• _Lines of data_

++++++++++++++++++++

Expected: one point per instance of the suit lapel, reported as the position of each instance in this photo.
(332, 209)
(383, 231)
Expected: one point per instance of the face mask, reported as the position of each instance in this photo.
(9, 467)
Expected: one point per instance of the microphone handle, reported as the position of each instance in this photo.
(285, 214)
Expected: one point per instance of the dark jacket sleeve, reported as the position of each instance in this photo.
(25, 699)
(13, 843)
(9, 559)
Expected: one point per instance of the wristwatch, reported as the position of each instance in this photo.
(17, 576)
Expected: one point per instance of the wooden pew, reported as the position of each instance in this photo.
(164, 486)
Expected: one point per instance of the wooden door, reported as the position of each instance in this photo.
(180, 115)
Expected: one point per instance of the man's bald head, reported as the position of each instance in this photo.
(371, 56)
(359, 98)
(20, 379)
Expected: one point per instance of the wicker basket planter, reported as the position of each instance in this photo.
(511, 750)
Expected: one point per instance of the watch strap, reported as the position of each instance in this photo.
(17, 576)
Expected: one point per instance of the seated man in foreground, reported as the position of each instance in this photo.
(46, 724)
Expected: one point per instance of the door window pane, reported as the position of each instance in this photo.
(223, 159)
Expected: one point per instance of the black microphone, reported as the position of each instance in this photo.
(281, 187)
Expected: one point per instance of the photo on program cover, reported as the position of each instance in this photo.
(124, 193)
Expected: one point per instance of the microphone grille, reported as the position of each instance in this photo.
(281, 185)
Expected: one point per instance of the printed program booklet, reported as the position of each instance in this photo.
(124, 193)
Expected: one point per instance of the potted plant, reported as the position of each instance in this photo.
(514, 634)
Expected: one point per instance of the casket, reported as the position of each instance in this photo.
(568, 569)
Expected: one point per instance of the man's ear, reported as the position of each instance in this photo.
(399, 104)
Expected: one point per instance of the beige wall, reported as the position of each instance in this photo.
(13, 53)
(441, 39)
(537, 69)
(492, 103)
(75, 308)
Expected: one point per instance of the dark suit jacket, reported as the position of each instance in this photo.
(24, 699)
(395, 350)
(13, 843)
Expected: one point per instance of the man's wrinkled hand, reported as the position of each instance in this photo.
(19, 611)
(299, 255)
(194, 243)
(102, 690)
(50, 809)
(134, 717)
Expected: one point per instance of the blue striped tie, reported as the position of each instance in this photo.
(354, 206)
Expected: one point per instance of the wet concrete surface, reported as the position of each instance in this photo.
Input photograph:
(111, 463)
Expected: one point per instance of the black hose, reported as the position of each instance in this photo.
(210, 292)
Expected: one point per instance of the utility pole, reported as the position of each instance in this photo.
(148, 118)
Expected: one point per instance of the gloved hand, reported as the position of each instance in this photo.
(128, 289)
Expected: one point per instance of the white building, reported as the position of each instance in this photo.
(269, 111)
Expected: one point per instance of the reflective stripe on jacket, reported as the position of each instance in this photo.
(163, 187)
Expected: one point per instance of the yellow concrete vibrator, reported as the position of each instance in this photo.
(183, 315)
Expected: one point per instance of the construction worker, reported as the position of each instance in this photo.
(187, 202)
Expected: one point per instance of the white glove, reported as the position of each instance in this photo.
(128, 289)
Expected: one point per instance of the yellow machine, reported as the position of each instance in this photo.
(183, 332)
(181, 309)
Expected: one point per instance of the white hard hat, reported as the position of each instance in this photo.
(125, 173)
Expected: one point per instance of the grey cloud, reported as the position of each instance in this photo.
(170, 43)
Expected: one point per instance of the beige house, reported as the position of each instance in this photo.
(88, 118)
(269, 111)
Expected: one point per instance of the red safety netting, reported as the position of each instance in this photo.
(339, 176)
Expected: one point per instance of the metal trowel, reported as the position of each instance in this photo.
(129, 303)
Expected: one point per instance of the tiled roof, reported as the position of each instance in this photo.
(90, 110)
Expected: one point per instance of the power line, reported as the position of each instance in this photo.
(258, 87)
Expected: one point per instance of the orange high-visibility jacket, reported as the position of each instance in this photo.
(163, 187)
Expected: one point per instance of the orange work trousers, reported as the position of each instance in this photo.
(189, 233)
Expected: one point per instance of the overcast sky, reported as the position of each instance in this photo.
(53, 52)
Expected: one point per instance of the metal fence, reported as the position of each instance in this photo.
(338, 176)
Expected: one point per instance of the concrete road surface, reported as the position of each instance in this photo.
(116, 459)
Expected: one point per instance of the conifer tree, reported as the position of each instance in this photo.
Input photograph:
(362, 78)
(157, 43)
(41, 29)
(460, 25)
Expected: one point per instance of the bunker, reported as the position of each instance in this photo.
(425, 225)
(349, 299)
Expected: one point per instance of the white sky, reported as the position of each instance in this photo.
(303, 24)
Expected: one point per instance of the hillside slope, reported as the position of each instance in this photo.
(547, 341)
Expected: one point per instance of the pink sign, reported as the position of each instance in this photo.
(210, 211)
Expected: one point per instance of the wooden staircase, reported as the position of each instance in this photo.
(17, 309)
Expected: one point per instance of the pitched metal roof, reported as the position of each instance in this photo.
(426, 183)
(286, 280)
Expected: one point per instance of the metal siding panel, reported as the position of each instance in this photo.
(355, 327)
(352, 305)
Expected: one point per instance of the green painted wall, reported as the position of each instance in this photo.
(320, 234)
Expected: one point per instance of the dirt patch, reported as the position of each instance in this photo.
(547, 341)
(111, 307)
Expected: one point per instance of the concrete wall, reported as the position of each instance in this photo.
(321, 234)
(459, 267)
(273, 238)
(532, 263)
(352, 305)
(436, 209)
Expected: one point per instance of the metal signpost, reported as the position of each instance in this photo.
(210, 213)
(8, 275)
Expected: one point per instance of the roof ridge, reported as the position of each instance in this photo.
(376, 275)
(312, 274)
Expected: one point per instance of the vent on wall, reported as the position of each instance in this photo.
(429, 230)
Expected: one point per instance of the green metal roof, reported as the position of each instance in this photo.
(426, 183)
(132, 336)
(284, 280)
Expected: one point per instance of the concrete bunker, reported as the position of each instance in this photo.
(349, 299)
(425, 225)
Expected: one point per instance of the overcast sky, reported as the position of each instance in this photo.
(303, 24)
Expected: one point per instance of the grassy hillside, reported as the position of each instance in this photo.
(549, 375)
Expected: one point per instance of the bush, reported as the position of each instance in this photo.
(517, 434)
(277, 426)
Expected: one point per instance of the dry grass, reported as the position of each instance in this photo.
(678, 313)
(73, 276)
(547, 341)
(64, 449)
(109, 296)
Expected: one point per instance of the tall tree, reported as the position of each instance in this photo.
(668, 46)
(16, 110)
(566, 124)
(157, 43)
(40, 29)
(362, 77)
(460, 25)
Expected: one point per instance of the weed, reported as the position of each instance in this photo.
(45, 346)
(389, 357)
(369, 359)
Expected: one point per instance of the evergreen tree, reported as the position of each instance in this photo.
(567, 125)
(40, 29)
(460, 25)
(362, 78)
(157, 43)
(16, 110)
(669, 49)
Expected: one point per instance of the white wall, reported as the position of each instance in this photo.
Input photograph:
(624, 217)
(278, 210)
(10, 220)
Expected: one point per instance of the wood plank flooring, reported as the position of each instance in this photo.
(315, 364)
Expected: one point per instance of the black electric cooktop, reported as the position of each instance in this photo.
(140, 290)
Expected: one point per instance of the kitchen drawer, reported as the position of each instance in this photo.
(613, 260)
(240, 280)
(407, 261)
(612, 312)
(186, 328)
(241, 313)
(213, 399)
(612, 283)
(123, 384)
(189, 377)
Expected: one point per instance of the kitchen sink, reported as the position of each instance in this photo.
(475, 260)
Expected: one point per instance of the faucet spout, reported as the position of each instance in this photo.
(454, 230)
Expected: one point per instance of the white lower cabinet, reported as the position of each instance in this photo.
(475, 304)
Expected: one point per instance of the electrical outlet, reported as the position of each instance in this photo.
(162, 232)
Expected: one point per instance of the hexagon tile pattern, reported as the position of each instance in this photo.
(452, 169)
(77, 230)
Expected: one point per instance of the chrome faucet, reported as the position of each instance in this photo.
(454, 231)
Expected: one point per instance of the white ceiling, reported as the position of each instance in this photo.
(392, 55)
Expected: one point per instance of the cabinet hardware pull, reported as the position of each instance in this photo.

++++++++++++++++++++

• _WHAT THE TASK REQUIRES_
Find the line containing "Expected: one point per instance of the white lower" in the material above. Print it and every line after it through the end, exactly and only those.

• _FINAL RESULT_
Expected: one point per instance of the white lower cabinet, reported as the position of each instance in this photo.
(475, 304)
Expected: one point per instance of the electrical outlet, reported as the position of each instance in this photo.
(162, 232)
Expected: one point per instance of the hexagon tile pattern, reported as the position of each instance in this photo.
(452, 169)
(77, 230)
Expected: one point per instance of the chrome faucet, reported as the position of each instance in this photo.
(454, 231)
Expected: one point per instance of the white ceiling, reported as the position of each instance in this photo.
(392, 55)
Expected: one point per instance of the cabinet hardware pull, reported as the position of each instance in this photo.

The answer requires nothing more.